──────── MATERIALS PROVIDED ────────
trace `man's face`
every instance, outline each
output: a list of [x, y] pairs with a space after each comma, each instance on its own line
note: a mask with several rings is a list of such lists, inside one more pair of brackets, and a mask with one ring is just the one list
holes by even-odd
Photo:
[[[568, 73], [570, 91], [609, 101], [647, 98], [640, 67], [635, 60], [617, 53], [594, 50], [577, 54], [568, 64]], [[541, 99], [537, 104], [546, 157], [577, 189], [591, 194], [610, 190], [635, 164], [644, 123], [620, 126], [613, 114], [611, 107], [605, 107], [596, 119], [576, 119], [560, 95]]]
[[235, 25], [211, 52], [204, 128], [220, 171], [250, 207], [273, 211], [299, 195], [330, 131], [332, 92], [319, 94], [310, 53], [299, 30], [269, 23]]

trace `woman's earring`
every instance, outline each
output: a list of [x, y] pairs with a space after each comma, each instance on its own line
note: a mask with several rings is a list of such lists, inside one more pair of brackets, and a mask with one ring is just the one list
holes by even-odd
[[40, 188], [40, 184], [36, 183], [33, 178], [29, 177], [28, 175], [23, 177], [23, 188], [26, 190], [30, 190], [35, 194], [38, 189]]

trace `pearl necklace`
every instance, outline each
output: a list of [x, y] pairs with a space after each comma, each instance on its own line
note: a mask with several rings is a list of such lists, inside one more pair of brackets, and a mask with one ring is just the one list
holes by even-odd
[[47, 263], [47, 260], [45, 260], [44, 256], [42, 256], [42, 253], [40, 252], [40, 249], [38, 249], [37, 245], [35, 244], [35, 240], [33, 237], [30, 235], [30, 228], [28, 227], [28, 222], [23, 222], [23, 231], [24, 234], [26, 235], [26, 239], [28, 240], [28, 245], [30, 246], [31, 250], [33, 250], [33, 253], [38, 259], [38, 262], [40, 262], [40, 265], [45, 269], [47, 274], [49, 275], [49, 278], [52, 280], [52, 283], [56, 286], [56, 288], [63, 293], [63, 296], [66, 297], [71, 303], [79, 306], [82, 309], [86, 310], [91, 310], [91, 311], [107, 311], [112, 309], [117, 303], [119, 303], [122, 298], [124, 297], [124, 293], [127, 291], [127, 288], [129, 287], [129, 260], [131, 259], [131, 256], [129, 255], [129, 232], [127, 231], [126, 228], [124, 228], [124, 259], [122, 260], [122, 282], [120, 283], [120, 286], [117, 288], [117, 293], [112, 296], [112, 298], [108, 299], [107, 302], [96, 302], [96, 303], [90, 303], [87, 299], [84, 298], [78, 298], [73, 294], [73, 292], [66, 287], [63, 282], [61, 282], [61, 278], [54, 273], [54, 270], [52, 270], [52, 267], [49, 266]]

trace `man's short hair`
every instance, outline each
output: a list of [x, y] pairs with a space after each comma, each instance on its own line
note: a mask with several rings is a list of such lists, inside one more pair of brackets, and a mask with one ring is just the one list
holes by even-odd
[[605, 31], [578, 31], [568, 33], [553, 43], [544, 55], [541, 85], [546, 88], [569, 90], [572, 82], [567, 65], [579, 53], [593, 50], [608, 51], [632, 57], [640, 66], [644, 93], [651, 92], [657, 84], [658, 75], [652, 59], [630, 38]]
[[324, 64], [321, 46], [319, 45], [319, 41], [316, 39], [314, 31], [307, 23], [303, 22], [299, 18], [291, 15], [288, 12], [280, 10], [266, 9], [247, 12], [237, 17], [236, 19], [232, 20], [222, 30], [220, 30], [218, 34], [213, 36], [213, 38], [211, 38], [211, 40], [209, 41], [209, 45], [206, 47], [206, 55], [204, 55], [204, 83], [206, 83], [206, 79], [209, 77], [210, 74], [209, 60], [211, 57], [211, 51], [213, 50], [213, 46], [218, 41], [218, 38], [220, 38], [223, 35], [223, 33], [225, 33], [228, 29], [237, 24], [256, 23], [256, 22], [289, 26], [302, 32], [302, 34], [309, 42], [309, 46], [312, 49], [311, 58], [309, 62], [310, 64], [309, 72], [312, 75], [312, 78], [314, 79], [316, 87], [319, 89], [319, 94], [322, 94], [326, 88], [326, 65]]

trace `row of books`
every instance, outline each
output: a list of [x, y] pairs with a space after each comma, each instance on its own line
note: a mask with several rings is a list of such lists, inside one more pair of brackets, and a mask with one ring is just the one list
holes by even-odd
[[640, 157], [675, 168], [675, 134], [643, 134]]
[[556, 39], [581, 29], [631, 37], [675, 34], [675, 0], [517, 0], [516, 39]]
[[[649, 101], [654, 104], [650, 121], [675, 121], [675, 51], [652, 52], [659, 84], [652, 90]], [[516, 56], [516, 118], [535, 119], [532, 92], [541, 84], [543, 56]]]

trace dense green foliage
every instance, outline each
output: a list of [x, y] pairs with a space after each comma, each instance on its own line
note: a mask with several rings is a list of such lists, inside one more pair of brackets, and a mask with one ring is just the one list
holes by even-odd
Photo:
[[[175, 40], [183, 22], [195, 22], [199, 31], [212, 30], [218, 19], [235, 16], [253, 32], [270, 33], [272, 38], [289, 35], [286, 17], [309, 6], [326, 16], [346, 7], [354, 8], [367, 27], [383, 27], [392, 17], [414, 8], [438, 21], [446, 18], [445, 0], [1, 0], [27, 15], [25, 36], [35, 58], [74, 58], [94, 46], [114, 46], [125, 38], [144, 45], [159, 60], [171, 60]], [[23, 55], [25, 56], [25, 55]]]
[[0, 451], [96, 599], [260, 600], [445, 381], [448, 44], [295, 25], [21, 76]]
────────
WHAT IS NEEDED:
Copy each line of the entries that includes the word "trace".

RESPONSE AREA:
trace `man's face`
trace `woman's earring`
trace `pearl necklace`
trace `man's short hair`
trace `row of books`
trace dense green foliage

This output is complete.